Directions for this task: Starting at the line that holds "Can you see the duckling?", copy every line exactly through the end of the data, and no others.

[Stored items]
________________________________________

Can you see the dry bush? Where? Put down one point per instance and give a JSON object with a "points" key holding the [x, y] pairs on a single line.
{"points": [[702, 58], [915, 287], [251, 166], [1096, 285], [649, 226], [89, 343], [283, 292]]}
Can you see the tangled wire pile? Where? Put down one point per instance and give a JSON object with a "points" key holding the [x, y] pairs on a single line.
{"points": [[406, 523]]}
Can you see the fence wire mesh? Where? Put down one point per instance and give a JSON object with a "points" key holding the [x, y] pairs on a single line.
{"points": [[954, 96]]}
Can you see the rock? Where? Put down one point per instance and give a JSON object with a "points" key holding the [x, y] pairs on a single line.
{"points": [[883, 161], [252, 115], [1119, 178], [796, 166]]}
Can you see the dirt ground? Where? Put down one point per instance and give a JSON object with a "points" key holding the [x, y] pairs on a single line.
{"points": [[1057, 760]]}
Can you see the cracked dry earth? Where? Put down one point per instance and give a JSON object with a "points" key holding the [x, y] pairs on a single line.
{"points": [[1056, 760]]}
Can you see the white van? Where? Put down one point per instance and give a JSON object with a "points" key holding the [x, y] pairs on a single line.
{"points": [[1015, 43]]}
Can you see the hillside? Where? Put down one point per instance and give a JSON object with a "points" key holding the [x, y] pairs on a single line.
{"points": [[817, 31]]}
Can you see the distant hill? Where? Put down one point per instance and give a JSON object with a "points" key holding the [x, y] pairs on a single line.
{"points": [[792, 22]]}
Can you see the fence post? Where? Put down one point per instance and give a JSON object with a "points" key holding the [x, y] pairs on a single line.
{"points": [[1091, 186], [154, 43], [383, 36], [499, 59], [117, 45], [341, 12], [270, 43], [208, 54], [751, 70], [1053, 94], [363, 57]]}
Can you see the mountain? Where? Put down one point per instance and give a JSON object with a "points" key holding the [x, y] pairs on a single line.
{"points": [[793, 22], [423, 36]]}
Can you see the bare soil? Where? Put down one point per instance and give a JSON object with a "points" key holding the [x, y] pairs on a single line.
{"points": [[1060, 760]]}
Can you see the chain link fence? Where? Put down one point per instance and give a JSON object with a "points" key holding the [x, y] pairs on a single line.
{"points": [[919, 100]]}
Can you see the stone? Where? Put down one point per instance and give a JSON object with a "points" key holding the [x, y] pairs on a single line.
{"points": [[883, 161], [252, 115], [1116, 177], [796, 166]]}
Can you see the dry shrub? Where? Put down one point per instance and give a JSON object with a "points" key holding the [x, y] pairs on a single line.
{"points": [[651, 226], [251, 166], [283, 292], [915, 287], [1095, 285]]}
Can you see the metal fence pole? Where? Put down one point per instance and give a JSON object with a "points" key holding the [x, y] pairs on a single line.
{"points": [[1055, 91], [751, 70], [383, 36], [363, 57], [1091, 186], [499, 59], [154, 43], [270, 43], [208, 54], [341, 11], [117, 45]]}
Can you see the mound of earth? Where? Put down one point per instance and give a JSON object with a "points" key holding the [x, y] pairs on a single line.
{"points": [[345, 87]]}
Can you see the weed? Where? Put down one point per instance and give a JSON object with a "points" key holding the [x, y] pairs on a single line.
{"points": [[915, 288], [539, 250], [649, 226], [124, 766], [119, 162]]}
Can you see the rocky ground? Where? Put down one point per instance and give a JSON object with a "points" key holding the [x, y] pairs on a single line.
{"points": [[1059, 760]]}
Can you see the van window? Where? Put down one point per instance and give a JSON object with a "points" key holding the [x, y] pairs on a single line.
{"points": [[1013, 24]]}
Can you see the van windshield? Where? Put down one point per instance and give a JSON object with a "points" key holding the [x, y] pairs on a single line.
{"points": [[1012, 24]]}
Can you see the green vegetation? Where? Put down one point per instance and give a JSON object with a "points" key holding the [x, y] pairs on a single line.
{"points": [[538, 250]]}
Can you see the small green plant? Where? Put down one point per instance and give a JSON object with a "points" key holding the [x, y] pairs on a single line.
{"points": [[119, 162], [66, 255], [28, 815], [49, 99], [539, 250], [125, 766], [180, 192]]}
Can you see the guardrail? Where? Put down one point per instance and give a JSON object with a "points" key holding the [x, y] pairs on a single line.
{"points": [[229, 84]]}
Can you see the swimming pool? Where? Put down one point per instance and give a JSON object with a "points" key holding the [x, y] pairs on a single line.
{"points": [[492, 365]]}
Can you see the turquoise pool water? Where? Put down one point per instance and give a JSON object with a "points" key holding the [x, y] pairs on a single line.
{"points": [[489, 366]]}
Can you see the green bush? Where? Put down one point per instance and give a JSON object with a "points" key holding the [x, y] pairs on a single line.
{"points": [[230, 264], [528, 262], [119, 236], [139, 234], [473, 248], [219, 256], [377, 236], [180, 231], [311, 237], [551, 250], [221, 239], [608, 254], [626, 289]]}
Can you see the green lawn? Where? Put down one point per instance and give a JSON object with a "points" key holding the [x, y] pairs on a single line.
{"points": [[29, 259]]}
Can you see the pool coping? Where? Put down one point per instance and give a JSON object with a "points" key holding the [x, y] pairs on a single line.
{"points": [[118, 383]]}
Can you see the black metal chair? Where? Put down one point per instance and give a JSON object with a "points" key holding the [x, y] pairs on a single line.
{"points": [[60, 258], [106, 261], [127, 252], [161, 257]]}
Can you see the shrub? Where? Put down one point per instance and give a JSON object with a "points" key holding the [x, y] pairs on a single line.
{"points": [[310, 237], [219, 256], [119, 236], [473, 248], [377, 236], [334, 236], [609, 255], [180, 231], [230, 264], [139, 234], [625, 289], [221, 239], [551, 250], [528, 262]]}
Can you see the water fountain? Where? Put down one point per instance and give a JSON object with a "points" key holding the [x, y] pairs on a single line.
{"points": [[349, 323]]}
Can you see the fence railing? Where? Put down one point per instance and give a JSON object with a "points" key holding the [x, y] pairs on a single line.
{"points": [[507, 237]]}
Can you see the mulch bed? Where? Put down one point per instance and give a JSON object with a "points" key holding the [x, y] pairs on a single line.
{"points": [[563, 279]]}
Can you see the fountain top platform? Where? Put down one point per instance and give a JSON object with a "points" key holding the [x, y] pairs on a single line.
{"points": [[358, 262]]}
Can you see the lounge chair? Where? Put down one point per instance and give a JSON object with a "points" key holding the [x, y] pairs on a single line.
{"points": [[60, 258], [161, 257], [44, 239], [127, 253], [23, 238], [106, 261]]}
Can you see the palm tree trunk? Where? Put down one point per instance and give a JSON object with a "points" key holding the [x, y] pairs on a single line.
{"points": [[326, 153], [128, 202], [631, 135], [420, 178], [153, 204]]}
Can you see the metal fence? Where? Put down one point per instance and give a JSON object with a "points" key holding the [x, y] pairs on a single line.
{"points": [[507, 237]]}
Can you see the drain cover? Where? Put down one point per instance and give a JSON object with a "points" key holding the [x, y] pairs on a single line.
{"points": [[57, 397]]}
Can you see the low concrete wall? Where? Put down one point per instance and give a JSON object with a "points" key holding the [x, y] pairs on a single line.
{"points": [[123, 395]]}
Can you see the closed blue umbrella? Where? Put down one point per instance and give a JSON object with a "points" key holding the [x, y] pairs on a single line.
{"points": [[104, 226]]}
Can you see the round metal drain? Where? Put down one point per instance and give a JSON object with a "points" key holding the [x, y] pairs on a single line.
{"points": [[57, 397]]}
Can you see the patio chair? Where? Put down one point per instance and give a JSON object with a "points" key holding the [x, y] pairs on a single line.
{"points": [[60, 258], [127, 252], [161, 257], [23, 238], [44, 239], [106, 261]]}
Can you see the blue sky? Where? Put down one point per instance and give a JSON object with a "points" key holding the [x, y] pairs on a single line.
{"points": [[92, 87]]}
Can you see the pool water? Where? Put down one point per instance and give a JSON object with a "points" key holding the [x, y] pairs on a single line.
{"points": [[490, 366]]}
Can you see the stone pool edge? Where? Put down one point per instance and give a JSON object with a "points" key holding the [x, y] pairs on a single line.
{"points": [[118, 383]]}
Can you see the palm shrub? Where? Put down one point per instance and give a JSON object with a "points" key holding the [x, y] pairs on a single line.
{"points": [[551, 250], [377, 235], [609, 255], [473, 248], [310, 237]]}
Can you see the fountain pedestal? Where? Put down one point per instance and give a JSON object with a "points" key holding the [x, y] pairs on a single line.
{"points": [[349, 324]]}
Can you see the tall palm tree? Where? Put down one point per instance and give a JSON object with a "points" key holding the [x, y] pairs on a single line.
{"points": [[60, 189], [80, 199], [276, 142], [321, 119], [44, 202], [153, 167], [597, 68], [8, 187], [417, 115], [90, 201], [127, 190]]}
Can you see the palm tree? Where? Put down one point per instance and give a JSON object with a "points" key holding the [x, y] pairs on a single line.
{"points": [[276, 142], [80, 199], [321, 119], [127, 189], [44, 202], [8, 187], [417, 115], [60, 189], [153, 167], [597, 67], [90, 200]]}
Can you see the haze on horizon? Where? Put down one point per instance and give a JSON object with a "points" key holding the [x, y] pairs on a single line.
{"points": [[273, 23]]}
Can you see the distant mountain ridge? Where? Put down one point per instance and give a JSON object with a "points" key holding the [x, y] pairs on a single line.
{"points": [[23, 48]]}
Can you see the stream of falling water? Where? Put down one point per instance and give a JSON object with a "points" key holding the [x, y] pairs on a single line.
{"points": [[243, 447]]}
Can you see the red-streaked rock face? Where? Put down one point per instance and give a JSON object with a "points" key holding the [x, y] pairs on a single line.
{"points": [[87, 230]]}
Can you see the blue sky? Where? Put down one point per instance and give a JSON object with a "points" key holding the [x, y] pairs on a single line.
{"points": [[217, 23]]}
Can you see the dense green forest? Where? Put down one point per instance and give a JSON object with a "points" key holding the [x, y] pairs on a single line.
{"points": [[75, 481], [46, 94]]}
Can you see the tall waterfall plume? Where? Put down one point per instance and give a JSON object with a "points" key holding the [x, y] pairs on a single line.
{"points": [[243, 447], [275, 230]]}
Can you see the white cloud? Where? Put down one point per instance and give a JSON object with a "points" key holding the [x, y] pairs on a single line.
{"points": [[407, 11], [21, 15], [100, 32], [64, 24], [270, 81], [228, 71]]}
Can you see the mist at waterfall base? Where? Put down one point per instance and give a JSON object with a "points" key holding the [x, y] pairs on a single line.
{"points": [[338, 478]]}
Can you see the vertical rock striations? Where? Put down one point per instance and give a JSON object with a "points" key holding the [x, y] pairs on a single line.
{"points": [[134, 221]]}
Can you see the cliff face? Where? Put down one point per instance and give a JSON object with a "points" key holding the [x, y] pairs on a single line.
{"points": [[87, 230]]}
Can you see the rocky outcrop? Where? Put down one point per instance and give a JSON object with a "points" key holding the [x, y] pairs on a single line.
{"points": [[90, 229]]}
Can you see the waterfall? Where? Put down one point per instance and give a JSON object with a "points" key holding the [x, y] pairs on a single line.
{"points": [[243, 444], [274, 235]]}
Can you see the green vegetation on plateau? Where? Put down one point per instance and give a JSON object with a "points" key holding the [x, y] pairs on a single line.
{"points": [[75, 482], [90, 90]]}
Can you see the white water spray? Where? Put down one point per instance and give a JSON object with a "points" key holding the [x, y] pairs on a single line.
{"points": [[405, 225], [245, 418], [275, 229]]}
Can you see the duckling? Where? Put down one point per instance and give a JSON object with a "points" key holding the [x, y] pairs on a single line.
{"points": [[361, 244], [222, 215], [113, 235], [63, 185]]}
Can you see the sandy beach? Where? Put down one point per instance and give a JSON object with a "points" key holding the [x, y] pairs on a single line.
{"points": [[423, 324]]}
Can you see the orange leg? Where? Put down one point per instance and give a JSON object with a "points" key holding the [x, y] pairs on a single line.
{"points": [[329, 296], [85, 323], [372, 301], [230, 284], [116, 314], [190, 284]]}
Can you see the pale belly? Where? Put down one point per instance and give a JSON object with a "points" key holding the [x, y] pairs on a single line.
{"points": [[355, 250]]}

________________________________________

Task solution:
Can you see the duckling? Where? Put down one point per instance and give a JSON object with a "points" key holding the [x, y] pairs on a single line.
{"points": [[361, 244], [222, 215], [113, 235], [63, 185]]}
Can you see the sandy beach? Where? Put down one point per instance and give a JSON object with a "points" key holding the [x, y] pairs on a single line.
{"points": [[423, 324]]}
Can you see the orange leg? Where? Put down one point per instance and give a JSON object with a "points" key holding the [x, y] pairs on a single line.
{"points": [[329, 296], [85, 323], [372, 301], [230, 284], [116, 314], [190, 284]]}
Can you see the pale belly? Where? Put down one point per instance and give a JSON object with a "points" key holding the [x, y] pairs on a single line.
{"points": [[355, 250]]}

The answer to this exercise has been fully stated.